> **Required task**
Render the listing as a Markdown table with the columns No. and Line, one numbered row per line, starting at the line that contains "Would you be able to tag the white truck" and ending at the last line of the listing. Skip blank lines, and leave the pictures out.

> **Source material**
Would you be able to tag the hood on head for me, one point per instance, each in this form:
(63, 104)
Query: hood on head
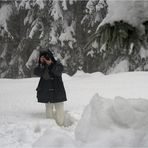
(47, 53)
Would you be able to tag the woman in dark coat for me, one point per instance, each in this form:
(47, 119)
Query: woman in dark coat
(50, 89)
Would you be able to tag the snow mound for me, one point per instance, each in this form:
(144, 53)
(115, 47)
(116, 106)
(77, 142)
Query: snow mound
(114, 123)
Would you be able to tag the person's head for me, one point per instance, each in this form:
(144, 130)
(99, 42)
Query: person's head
(48, 55)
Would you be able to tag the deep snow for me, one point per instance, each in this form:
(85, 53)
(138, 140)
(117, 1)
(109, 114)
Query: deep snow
(105, 121)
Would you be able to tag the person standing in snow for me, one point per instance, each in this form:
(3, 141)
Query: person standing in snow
(50, 89)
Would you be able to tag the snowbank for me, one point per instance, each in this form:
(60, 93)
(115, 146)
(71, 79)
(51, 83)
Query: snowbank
(114, 123)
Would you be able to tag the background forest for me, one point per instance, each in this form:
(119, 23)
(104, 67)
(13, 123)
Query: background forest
(109, 36)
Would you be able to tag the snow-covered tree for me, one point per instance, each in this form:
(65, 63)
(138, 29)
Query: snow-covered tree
(122, 36)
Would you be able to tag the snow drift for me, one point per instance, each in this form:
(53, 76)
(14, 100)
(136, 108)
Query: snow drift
(114, 123)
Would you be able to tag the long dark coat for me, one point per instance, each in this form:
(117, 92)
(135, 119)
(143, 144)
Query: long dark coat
(52, 89)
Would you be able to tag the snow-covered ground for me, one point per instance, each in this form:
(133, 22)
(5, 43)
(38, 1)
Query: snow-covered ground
(101, 111)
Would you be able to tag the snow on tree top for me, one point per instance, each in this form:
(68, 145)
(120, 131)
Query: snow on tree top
(134, 12)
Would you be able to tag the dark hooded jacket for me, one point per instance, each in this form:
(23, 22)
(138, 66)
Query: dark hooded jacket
(50, 87)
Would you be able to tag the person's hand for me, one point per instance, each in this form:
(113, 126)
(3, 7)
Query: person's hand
(48, 62)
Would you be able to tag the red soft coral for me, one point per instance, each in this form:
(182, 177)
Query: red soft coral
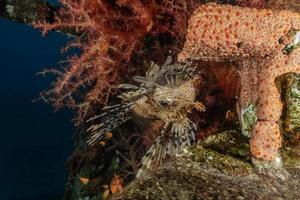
(108, 33)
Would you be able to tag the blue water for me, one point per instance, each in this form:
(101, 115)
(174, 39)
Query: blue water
(35, 141)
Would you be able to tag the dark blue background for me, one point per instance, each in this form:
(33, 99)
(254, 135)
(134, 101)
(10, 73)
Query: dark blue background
(35, 141)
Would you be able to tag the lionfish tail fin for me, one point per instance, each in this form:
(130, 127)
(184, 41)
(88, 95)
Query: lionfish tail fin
(110, 118)
(182, 136)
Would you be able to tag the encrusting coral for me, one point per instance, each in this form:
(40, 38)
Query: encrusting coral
(109, 32)
(258, 42)
(166, 93)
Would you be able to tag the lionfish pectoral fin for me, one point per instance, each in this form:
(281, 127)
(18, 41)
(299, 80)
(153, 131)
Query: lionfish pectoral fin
(182, 135)
(109, 119)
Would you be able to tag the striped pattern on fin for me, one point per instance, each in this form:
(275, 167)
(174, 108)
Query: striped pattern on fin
(110, 118)
(170, 73)
(182, 135)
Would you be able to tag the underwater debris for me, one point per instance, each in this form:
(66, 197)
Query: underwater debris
(166, 93)
(254, 40)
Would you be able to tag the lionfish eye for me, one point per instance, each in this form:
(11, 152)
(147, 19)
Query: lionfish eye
(166, 102)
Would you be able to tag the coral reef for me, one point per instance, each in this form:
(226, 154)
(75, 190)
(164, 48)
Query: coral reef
(108, 32)
(166, 93)
(256, 40)
(207, 173)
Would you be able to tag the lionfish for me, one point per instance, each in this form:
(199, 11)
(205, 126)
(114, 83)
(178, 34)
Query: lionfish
(167, 93)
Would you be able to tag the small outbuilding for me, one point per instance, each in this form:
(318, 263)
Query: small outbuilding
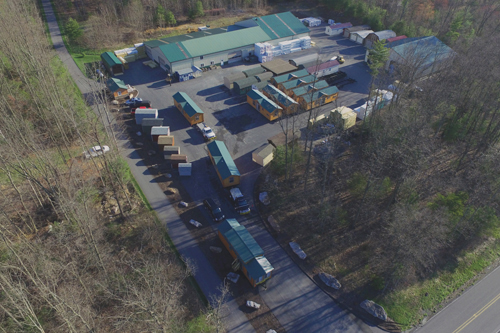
(112, 64)
(359, 36)
(283, 100)
(148, 123)
(347, 31)
(253, 71)
(320, 97)
(223, 162)
(288, 86)
(279, 67)
(263, 155)
(243, 248)
(264, 105)
(157, 131)
(288, 77)
(343, 117)
(324, 69)
(141, 114)
(230, 79)
(378, 36)
(308, 89)
(243, 86)
(337, 29)
(118, 88)
(188, 108)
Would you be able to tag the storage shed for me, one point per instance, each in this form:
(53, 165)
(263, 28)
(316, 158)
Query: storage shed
(347, 31)
(343, 117)
(230, 79)
(157, 131)
(320, 97)
(188, 108)
(283, 100)
(288, 86)
(263, 155)
(118, 88)
(253, 71)
(359, 36)
(308, 89)
(148, 123)
(288, 77)
(279, 67)
(224, 165)
(112, 64)
(243, 247)
(264, 76)
(243, 86)
(264, 105)
(325, 68)
(141, 114)
(304, 59)
(378, 36)
(337, 29)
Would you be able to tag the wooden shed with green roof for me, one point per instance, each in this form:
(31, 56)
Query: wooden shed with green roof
(264, 105)
(243, 247)
(227, 171)
(188, 108)
(112, 64)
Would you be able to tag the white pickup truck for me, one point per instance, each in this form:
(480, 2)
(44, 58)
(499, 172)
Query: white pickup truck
(206, 131)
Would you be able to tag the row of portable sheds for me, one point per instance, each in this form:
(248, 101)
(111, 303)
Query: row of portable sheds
(154, 129)
(243, 248)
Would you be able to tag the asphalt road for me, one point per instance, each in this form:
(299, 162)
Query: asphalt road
(475, 311)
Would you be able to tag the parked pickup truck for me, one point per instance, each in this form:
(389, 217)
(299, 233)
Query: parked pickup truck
(206, 131)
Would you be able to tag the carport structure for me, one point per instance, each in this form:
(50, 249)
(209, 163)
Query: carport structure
(188, 108)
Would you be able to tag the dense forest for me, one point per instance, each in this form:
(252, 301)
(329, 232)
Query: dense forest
(79, 251)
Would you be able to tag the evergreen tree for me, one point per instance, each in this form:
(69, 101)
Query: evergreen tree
(73, 30)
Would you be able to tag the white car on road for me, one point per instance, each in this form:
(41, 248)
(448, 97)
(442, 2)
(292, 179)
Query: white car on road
(96, 151)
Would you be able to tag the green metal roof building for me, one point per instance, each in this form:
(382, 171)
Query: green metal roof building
(227, 171)
(188, 108)
(112, 64)
(290, 76)
(223, 45)
(243, 247)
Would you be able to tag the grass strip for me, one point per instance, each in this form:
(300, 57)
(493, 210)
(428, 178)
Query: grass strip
(407, 307)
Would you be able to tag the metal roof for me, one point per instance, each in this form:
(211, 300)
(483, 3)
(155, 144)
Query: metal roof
(110, 59)
(222, 159)
(187, 103)
(291, 76)
(258, 267)
(114, 84)
(279, 66)
(320, 93)
(295, 83)
(306, 89)
(279, 96)
(246, 82)
(253, 71)
(266, 103)
(160, 130)
(426, 49)
(340, 25)
(240, 240)
(384, 34)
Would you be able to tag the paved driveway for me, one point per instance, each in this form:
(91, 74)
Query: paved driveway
(298, 303)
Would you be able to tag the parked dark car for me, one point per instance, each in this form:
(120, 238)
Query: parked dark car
(138, 104)
(213, 209)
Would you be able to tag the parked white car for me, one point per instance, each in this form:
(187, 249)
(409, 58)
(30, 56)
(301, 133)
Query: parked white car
(96, 151)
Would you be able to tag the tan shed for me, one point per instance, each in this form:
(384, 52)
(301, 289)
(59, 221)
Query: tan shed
(263, 155)
(229, 80)
(343, 117)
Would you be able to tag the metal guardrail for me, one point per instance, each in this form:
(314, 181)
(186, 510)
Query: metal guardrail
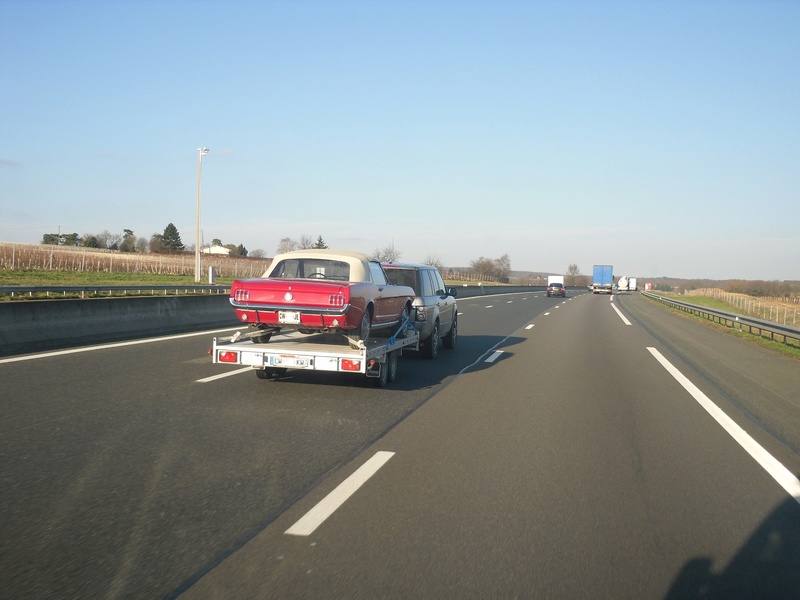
(788, 335)
(110, 290)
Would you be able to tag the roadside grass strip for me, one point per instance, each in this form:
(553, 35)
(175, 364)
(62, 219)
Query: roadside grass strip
(328, 505)
(769, 463)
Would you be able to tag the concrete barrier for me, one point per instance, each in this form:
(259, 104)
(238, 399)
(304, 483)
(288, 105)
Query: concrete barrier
(37, 325)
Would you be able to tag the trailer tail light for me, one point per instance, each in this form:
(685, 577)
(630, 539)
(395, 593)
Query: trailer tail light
(351, 365)
(336, 300)
(230, 357)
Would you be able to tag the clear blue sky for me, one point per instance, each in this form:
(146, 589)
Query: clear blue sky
(660, 137)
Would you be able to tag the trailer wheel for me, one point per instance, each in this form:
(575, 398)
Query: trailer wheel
(383, 378)
(449, 341)
(391, 366)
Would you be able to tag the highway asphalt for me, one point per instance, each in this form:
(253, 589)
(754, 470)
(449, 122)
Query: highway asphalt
(556, 452)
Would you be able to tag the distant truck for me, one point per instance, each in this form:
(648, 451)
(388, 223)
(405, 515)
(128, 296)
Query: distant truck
(603, 279)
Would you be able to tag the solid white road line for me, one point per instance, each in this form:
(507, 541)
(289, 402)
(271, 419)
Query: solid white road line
(223, 375)
(621, 316)
(769, 463)
(328, 505)
(494, 356)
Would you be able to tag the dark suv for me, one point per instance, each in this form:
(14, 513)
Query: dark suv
(435, 309)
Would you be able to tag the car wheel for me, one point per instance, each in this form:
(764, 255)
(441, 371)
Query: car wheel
(362, 333)
(449, 341)
(431, 348)
(262, 338)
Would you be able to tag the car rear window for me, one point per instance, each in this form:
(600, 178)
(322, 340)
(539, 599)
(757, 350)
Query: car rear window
(403, 277)
(312, 268)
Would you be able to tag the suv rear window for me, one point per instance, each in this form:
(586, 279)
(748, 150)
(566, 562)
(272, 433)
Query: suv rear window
(404, 277)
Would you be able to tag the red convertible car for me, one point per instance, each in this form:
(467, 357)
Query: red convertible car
(321, 291)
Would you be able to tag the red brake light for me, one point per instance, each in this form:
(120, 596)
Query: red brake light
(231, 357)
(336, 300)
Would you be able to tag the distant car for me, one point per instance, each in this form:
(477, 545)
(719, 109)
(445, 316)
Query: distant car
(321, 291)
(434, 310)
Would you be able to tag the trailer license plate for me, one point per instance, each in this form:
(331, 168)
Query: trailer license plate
(291, 361)
(289, 317)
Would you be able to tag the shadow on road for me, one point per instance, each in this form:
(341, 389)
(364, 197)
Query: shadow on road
(767, 566)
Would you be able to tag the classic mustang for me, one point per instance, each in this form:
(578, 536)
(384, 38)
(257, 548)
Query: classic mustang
(321, 291)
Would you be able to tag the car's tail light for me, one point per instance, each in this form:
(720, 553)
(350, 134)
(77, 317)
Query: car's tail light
(336, 300)
(351, 365)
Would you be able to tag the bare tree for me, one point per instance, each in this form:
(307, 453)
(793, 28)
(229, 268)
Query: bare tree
(503, 266)
(306, 242)
(286, 245)
(484, 268)
(387, 254)
(434, 261)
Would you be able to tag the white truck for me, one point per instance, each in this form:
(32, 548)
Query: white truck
(330, 352)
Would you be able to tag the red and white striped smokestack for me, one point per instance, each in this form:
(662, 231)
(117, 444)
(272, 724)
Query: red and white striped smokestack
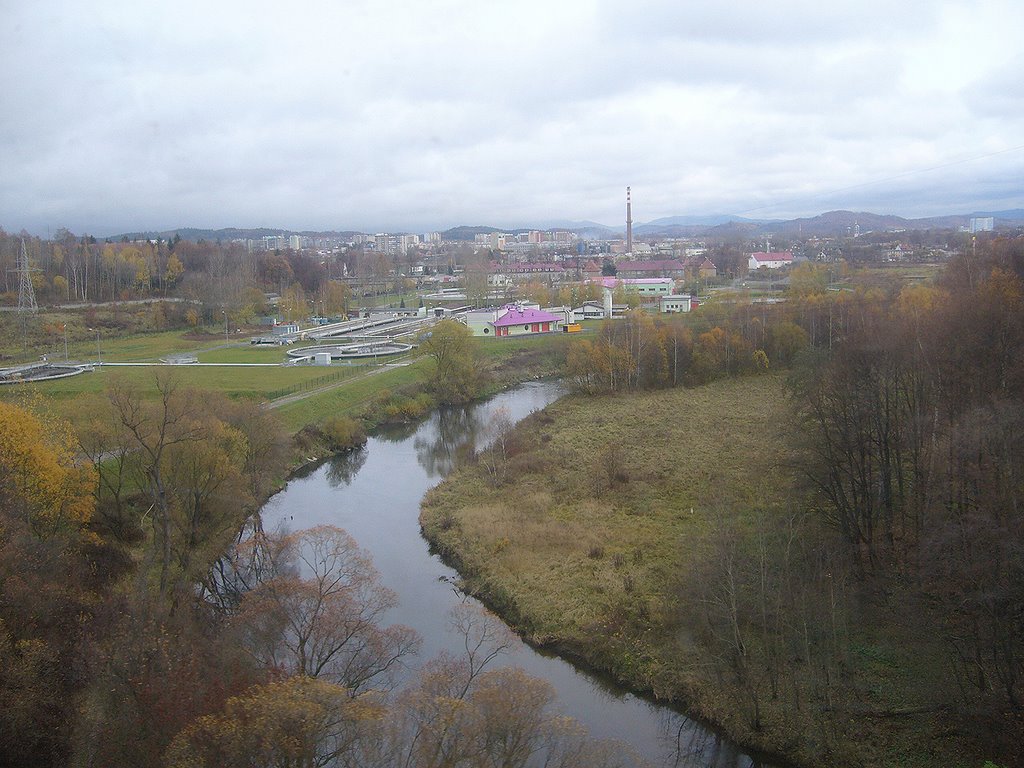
(629, 222)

> **The solution**
| No. | Line |
|---|---|
| 1 | Would you be able to tag the white truck for me, one point per instance, each in this form: |
| 2 | (32, 548) |
| 3 | Query: white truck |
| 4 | (330, 352) |
| 5 | Would you be able to tag the red and white striped smokestack for me, one point per instance, each in this form: |
| 6 | (662, 231) |
| 7 | (117, 444) |
| 8 | (272, 724) |
| 9 | Query: red and white striped smokestack |
| 10 | (629, 222) |